• SHORT EXERCISE: Pick out each line in the data below that contains the word "desk" and copy those lines in full.

• RECORD EXCERPTS:

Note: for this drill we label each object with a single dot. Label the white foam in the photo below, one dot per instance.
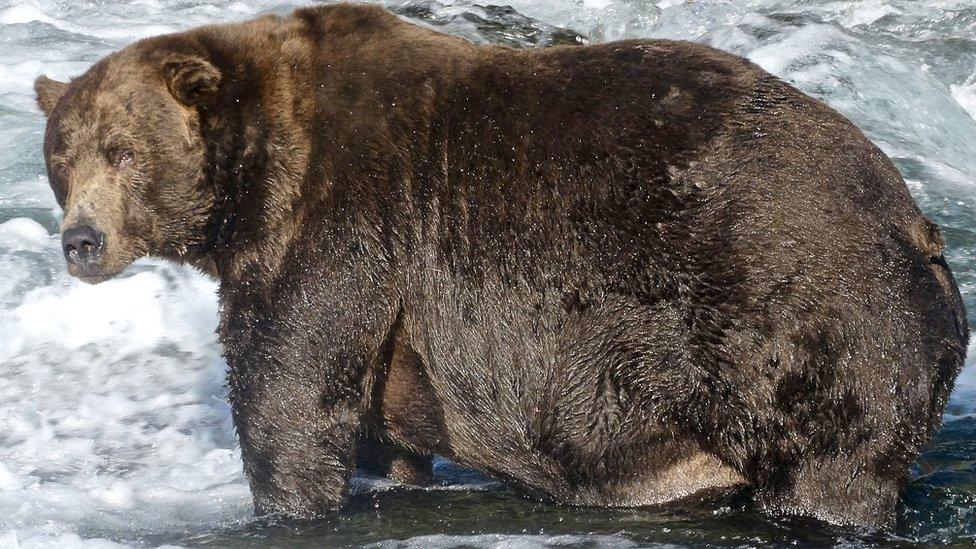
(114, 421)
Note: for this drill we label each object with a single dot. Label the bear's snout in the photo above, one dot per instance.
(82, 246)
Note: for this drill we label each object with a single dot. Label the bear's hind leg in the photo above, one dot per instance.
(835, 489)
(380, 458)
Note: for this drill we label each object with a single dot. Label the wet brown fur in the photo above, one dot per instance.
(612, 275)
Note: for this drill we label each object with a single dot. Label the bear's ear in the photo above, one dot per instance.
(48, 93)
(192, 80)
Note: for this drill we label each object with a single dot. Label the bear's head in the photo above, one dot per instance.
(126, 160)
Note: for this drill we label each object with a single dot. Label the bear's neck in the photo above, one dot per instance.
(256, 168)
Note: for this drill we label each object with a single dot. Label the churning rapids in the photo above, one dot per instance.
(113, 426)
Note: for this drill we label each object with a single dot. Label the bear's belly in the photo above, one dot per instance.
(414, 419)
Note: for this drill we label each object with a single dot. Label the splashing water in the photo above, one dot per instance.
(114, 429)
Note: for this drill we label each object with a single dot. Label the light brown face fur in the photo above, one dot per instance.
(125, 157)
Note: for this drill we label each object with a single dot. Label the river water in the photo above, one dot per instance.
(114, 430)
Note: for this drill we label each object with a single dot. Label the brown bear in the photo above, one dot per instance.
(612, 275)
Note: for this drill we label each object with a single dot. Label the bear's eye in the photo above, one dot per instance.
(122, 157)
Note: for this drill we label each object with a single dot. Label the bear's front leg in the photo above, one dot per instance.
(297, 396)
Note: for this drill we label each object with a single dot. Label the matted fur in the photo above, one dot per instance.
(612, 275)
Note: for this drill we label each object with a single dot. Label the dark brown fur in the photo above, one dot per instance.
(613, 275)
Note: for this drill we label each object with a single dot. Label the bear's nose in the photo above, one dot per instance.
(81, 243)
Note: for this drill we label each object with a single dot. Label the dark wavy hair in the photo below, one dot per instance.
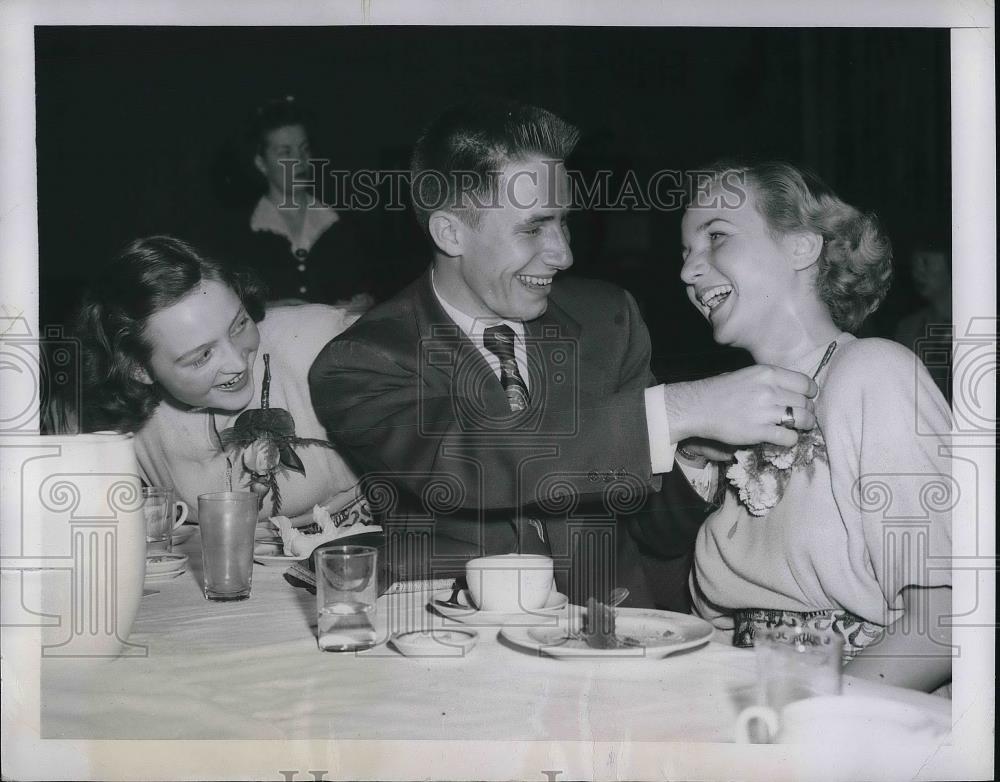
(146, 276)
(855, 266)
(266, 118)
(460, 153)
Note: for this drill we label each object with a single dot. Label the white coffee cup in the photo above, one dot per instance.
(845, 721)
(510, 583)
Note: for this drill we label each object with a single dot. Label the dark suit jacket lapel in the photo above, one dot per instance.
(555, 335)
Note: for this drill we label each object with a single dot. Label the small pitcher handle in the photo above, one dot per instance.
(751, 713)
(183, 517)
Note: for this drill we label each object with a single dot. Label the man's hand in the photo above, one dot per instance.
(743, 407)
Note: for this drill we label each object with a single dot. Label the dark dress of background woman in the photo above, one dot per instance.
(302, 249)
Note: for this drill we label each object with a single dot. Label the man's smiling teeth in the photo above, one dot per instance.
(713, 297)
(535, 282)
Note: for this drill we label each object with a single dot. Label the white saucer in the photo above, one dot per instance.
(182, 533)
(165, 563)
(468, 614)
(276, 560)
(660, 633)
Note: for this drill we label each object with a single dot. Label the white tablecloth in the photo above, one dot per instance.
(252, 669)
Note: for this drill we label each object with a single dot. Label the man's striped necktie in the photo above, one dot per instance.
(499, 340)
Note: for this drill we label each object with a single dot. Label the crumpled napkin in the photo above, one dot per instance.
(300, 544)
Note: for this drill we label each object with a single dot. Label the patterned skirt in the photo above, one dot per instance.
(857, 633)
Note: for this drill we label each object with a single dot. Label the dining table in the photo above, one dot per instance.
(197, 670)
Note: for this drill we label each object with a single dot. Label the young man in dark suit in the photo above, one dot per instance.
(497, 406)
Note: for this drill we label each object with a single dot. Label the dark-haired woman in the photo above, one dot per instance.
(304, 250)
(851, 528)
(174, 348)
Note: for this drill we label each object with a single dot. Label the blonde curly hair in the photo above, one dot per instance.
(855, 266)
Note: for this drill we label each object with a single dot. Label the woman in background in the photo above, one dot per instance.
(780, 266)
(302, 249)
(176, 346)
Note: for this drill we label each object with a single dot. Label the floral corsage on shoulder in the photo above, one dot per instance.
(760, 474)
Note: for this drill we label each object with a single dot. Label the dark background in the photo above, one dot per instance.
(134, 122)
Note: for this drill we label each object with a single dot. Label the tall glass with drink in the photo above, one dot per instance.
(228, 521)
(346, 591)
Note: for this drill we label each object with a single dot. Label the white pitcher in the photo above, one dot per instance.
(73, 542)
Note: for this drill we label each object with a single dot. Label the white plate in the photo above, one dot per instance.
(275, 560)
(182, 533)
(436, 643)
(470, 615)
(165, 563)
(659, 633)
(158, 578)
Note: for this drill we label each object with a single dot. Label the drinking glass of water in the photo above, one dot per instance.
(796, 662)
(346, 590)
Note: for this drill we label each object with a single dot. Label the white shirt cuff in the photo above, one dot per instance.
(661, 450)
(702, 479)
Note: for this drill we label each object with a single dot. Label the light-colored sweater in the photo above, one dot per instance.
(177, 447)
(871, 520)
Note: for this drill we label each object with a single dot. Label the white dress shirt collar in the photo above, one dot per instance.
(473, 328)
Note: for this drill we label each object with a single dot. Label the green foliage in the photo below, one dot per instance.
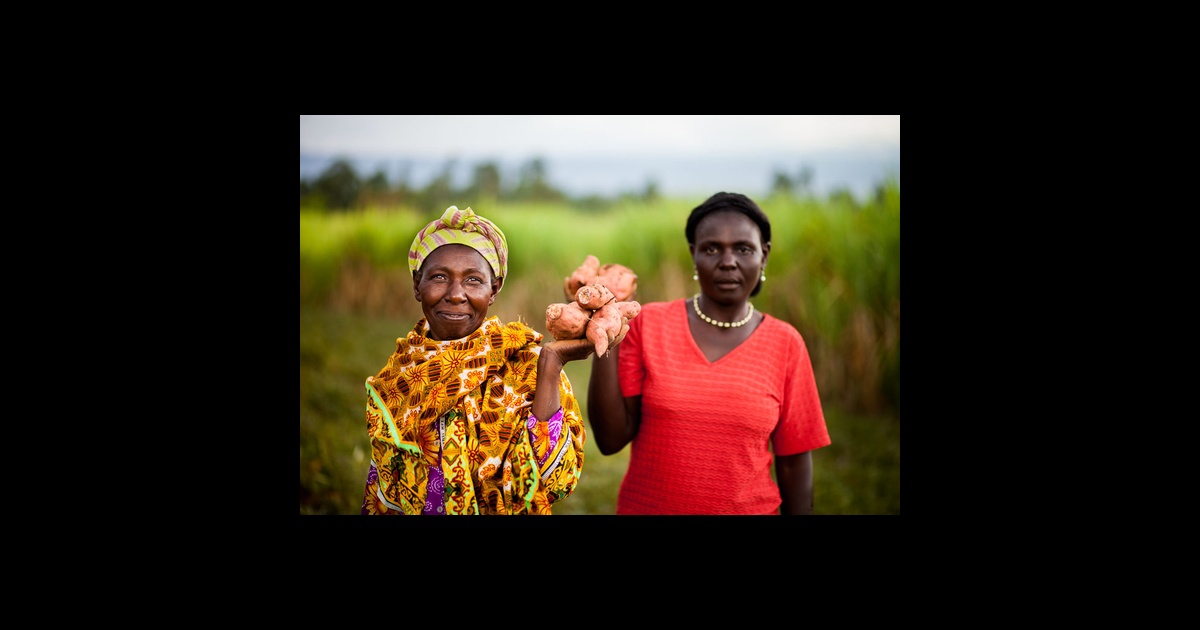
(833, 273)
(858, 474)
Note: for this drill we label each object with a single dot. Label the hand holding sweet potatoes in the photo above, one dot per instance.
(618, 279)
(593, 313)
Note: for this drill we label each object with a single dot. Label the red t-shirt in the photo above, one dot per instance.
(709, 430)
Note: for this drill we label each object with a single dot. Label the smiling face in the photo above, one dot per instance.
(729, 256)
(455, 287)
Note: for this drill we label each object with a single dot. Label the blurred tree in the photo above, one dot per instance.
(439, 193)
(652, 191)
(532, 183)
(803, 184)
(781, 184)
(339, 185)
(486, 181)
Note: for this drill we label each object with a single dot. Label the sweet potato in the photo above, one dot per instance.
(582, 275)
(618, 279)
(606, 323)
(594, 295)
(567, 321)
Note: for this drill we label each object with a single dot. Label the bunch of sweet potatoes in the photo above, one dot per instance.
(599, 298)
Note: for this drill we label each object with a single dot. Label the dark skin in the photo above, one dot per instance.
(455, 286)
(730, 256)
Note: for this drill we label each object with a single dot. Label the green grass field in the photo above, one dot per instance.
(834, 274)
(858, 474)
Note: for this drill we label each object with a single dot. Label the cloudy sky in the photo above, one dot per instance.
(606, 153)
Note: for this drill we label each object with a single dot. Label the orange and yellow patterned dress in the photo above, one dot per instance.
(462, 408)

...

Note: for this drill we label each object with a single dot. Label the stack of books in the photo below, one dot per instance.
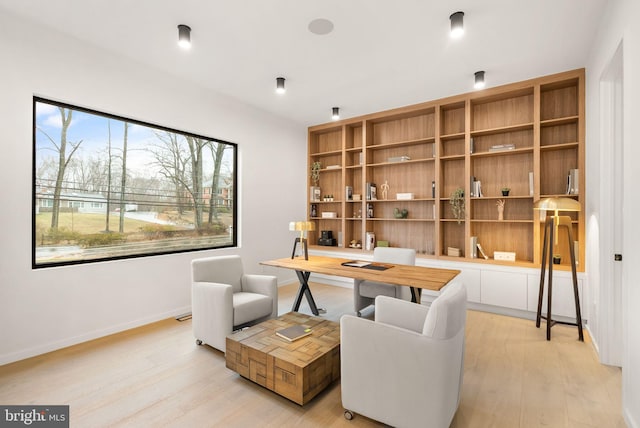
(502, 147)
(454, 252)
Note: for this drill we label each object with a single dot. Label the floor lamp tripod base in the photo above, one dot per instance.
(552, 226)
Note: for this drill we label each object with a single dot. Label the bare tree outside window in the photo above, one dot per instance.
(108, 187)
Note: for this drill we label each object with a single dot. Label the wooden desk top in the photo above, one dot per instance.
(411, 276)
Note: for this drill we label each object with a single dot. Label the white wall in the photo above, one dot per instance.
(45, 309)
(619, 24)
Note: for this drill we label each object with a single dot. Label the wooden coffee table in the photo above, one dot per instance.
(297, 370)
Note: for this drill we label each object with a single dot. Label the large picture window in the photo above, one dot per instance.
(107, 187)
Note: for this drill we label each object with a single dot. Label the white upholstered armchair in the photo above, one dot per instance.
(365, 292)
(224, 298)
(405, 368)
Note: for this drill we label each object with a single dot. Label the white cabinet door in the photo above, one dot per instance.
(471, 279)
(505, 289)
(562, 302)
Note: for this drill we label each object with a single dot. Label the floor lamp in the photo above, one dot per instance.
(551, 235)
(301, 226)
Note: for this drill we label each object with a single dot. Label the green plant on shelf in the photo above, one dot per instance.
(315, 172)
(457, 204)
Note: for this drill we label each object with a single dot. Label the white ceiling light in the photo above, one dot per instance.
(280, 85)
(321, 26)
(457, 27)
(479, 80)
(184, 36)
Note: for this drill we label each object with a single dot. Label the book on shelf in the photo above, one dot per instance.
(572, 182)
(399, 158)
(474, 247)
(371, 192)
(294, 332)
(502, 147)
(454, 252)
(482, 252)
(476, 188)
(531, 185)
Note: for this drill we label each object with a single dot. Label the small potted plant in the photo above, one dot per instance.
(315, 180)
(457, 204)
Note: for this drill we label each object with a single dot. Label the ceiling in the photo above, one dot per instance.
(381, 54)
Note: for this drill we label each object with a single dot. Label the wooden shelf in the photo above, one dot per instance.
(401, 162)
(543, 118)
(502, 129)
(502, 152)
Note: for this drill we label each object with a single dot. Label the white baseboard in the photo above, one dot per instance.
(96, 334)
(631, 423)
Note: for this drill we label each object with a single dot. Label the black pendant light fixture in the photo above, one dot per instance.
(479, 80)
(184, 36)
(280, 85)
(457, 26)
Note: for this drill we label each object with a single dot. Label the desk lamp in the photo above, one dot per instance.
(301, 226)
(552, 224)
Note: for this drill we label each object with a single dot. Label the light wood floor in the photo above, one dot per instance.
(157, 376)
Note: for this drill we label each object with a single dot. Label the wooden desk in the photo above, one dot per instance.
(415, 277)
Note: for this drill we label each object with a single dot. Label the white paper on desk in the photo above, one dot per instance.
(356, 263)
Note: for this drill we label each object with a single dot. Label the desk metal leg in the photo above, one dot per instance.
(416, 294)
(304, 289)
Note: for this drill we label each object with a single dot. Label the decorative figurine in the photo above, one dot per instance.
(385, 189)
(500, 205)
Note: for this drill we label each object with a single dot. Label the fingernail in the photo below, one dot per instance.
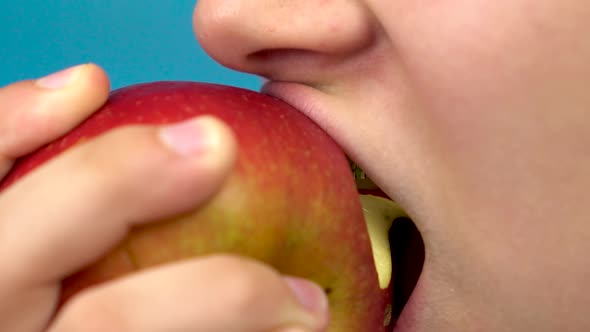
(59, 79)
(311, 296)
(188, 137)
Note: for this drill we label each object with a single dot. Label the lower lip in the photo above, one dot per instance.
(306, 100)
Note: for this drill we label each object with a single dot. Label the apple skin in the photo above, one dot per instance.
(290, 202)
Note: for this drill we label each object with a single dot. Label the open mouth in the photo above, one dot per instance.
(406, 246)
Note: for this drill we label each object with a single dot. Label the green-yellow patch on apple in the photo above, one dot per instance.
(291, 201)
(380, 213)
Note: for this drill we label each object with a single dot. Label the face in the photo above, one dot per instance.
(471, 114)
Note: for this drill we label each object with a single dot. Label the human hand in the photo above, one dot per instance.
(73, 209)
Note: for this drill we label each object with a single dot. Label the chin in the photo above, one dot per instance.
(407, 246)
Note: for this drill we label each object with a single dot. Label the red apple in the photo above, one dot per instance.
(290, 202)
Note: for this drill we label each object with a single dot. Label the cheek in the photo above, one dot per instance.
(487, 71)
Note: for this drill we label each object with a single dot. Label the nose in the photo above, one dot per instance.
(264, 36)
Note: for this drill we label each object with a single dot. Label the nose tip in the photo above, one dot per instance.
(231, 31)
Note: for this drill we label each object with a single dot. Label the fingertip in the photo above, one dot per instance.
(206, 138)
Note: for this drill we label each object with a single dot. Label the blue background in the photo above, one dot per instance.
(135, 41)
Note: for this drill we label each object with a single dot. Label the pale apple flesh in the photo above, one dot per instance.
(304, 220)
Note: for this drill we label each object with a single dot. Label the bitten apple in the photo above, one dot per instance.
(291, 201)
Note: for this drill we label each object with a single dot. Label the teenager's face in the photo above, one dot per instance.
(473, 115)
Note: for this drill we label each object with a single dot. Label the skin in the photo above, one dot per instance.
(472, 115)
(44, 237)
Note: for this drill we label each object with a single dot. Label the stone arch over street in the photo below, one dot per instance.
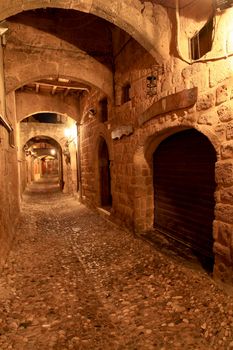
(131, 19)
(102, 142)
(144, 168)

• OUTPUT FOR THIS EXERCISE:
Note: for this drill we label each object with a single dot. Label the wooden desk top in the photo above, one dot per instance.
Note: for this drill we label each object with a single dot. Label the desk lamp in the photo above, one dot per instance.
Note: for this drill we label each object with a single dot. Label the wooden desk in the photo above, one dot per instance.
Note: for this drill we label each object with a single dot. Label the white paper on desk in the photo above, one dot per instance.
Note: for this drill we label each object with a single dot. Label the desk metal leg in the photo above, one dot per instance.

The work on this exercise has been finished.